TASK DESCRIPTION —
Each line from the one holding "Drop one point on every instance of the blue" to the end of the data below must be output verbatim, with no other lines.
(EXERCISE DATA Opens)
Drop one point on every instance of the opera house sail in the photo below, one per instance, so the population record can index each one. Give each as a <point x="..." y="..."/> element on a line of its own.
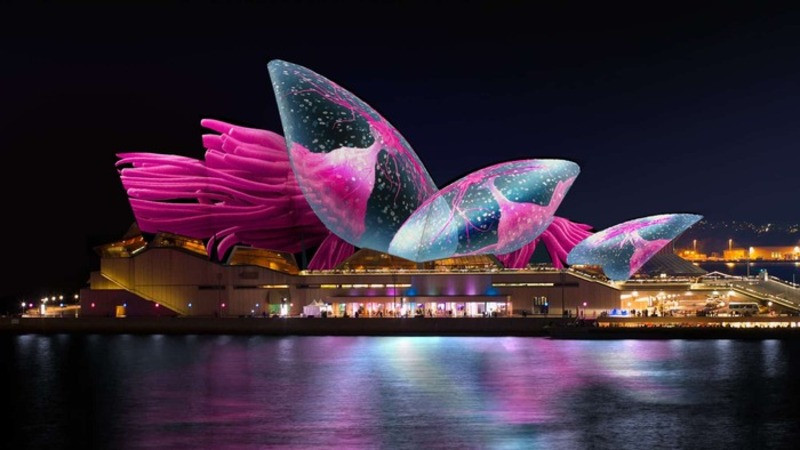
<point x="341" y="180"/>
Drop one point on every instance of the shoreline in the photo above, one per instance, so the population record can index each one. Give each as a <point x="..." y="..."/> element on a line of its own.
<point x="556" y="328"/>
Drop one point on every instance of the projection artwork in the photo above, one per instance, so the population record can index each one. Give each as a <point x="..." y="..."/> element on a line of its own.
<point x="623" y="249"/>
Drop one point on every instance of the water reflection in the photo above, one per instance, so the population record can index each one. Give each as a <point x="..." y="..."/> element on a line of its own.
<point x="199" y="391"/>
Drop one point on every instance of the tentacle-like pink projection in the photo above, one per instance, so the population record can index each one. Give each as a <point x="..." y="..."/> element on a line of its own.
<point x="559" y="238"/>
<point x="244" y="192"/>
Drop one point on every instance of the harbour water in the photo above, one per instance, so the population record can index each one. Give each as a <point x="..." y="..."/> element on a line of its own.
<point x="124" y="391"/>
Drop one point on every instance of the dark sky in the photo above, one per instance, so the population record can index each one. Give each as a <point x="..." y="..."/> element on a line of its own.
<point x="677" y="109"/>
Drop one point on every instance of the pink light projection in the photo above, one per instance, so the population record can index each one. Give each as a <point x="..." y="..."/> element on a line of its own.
<point x="623" y="249"/>
<point x="498" y="209"/>
<point x="358" y="173"/>
<point x="559" y="238"/>
<point x="243" y="192"/>
<point x="349" y="179"/>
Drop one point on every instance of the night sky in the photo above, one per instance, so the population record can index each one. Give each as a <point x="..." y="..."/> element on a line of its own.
<point x="676" y="109"/>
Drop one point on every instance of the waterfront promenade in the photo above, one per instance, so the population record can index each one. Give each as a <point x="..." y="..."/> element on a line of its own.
<point x="605" y="328"/>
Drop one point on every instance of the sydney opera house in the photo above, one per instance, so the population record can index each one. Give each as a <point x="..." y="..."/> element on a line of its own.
<point x="339" y="217"/>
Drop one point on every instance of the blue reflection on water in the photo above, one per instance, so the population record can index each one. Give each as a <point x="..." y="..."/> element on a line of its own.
<point x="201" y="391"/>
(EXERCISE DATA Closes)
ANSWER TO THE PROBLEM —
Drop one point on every instance of the blue reflection on water in the photo above, one per instance, so the population record can index each one. Give each as a <point x="..." y="..."/> element on a line of its own.
<point x="201" y="391"/>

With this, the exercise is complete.